* DATA RECORDS

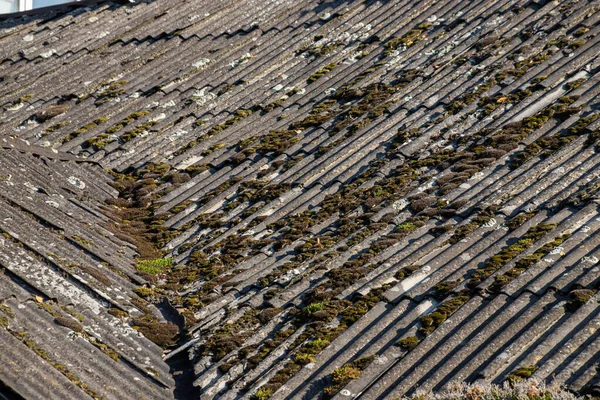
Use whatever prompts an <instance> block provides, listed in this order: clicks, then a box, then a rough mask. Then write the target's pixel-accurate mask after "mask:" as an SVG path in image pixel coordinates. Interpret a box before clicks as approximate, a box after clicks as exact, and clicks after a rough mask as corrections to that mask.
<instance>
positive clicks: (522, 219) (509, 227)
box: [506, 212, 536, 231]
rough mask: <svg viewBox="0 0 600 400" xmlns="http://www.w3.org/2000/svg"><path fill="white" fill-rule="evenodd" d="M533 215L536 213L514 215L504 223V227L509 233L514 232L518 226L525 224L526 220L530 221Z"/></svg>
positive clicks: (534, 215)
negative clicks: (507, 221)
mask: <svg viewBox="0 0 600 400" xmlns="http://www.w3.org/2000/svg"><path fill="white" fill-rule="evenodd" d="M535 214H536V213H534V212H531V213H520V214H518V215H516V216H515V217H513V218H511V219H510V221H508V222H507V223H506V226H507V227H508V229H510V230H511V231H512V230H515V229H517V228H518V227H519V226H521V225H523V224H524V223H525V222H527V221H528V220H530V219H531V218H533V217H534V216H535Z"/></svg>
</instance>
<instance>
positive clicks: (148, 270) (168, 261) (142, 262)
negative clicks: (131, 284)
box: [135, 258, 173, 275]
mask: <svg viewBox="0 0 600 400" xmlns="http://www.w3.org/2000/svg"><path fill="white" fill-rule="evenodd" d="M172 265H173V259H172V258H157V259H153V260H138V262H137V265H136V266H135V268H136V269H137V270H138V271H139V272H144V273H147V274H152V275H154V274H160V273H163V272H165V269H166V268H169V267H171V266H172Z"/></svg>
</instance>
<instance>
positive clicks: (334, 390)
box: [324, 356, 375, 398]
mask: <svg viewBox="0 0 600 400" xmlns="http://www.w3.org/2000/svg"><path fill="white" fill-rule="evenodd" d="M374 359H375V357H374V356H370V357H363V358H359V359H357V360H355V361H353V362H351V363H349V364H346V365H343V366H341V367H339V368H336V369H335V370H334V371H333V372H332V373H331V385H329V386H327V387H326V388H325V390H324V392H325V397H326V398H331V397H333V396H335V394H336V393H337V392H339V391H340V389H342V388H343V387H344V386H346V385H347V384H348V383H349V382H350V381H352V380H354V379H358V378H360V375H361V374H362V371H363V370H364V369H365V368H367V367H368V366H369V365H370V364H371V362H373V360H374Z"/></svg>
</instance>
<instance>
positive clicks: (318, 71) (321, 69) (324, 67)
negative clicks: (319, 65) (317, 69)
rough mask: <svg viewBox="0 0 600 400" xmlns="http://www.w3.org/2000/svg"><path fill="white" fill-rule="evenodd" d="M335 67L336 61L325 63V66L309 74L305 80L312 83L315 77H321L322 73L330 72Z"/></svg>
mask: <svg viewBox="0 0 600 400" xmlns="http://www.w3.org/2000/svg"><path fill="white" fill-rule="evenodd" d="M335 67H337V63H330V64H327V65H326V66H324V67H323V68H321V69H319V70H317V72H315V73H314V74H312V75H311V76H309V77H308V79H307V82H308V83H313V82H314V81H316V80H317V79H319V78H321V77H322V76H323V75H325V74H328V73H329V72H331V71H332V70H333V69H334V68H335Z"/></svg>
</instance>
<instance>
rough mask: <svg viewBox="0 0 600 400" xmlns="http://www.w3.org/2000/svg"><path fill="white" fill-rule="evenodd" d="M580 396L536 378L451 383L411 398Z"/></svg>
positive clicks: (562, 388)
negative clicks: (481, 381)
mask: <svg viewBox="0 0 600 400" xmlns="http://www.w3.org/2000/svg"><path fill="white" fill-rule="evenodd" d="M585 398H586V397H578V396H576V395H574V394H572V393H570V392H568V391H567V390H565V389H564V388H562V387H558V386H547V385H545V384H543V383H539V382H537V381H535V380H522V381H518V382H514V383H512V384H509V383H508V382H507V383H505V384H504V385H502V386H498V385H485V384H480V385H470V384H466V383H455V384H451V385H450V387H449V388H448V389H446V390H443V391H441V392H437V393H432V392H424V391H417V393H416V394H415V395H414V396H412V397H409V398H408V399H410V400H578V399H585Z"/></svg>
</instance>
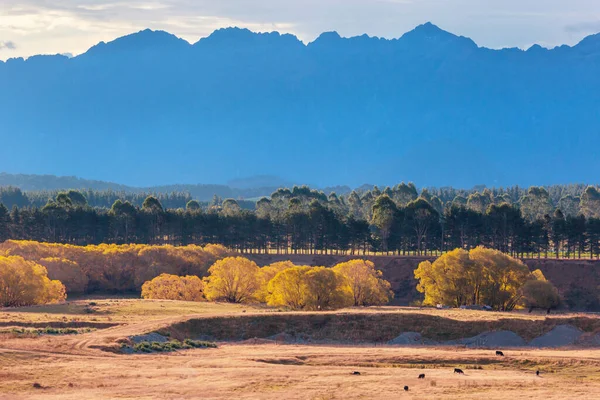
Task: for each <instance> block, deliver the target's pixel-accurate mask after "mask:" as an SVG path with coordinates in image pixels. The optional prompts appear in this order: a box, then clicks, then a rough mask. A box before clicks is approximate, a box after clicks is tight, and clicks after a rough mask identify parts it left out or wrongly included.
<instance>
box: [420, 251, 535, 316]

* EXERCISE GOAL
Leave out the pictures and repeat exactly the lines from the one containing "negative clicks: (481, 381)" through the last line of the entries.

* EXPECTED ANSWER
negative clicks: (481, 381)
mask: <svg viewBox="0 0 600 400" xmlns="http://www.w3.org/2000/svg"><path fill="white" fill-rule="evenodd" d="M585 398H586V397H578V396H576V395H574V394H572V393H570V392H568V391H567V390H565V389H564V388H562V387H558V386H547V385H545V384H543V383H539V382H537V381H535V380H522V381H518V382H514V383H512V384H509V383H508V382H507V383H505V384H504V385H502V386H498V385H485V384H480V385H470V384H466V383H455V384H451V385H450V387H449V388H448V389H446V390H443V391H441V392H437V393H432V392H424V391H417V393H416V394H415V395H414V396H412V397H409V398H408V399H410V400H578V399H585Z"/></svg>
</instance>
Task: for each <instance> block, deliver the target's pixel-accurate mask after "mask:" as an SVG path with coordinates in image pixels. The optional prompts appear in this order: a box, then clicks, then a rough mask. A box before clicks is approximate, a box after clicks is tight, and clicks after a rough mask identify parts it left out or wrongly included.
<instance>
box: [420, 251, 535, 316]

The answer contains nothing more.